## YOUR GOAL
Using the records below, copy every line that holds the string "front".

## DATA TO USE
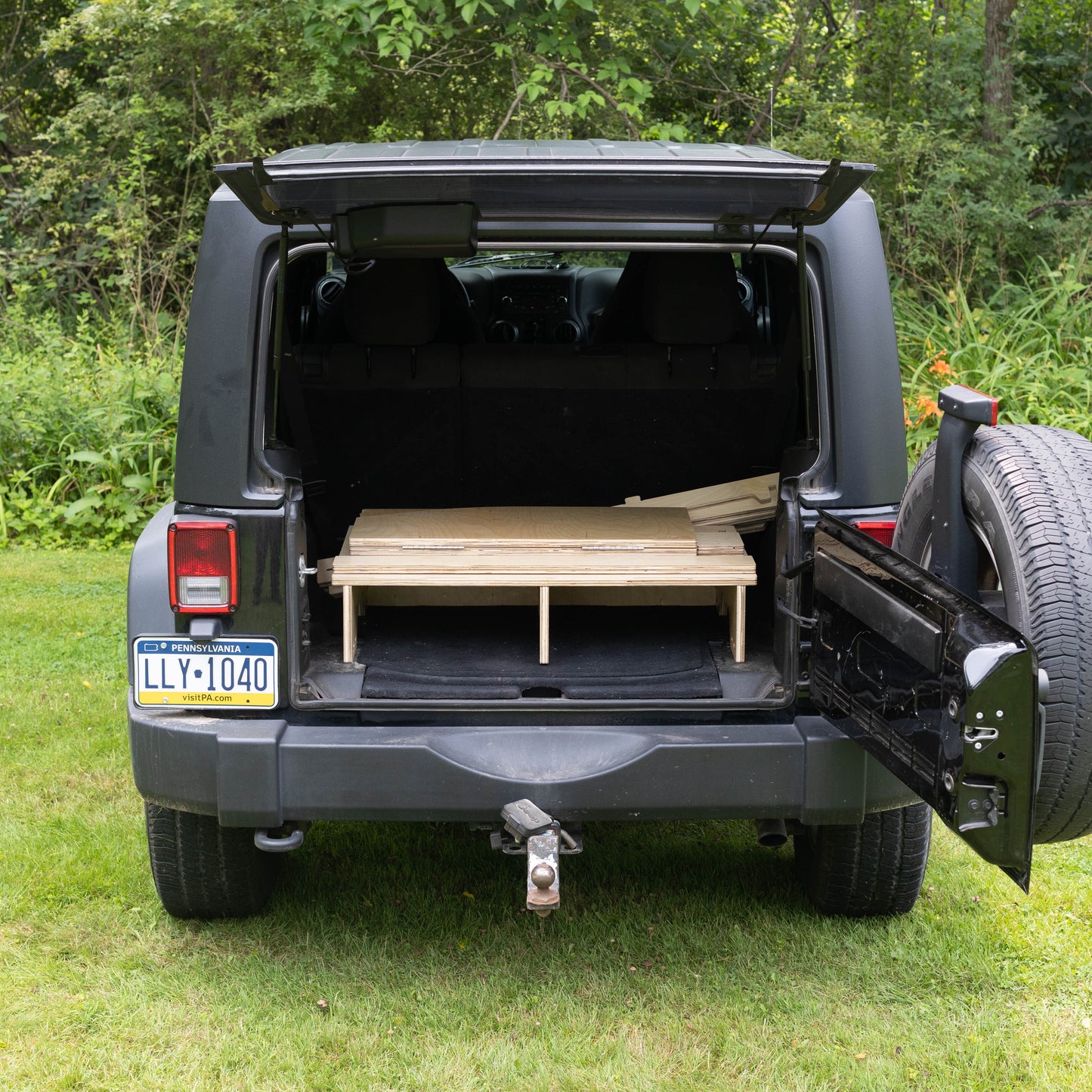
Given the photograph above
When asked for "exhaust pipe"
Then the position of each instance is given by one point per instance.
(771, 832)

---

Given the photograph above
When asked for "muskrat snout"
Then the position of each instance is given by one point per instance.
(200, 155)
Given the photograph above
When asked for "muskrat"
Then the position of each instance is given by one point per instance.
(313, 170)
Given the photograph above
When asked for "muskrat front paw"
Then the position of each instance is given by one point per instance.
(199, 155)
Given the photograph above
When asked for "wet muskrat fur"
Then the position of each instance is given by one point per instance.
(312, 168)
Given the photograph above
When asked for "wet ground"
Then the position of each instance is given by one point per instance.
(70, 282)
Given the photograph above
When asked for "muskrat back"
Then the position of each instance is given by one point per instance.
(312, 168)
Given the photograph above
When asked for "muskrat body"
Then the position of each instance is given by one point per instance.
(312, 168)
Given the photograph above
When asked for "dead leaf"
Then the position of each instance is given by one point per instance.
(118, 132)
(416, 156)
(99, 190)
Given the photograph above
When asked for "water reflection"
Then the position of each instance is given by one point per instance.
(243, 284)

--

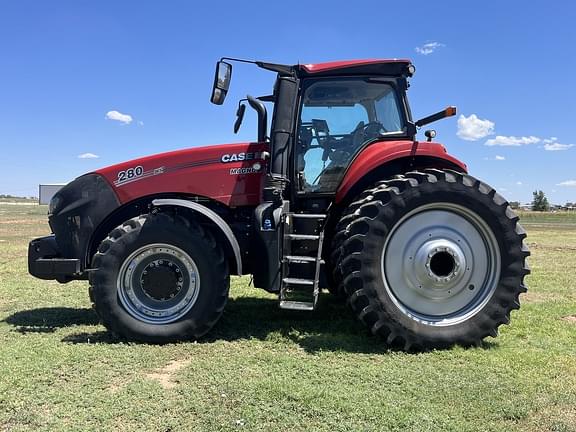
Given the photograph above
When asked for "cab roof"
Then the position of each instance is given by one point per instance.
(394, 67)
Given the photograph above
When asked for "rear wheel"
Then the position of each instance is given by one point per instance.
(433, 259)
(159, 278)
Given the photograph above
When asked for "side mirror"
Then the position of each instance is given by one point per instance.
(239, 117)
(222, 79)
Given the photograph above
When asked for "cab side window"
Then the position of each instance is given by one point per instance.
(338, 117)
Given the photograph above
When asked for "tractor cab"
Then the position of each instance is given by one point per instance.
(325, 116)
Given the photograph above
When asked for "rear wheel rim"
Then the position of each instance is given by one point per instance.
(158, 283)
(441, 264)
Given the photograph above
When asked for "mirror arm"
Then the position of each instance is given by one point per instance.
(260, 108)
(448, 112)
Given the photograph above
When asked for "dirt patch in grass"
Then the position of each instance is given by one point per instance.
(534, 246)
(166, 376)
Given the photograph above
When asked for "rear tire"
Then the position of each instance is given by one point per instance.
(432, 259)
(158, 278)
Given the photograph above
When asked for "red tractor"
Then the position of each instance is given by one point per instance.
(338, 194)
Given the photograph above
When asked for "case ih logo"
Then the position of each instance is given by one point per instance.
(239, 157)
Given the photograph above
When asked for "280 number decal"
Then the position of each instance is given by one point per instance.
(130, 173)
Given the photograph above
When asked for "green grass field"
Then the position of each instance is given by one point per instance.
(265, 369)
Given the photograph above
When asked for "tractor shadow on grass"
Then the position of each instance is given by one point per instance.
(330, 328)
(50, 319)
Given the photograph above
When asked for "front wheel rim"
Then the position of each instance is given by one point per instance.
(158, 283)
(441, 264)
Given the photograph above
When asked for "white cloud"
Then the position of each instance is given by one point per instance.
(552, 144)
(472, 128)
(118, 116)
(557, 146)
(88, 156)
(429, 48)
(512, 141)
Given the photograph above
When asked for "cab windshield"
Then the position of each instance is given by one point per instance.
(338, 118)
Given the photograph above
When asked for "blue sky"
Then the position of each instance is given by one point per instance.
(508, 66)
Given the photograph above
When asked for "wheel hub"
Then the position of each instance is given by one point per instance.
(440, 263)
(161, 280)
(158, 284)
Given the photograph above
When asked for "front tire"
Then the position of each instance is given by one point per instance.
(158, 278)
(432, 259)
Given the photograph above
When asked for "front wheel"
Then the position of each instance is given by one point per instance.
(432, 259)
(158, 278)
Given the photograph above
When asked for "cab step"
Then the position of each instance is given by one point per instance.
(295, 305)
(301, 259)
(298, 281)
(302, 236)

## SOLUTION BELOW
When asked for "muskrat front paw"
When asked for "front wheel rim"
When asked for "front tire"
When asked for "front wheel"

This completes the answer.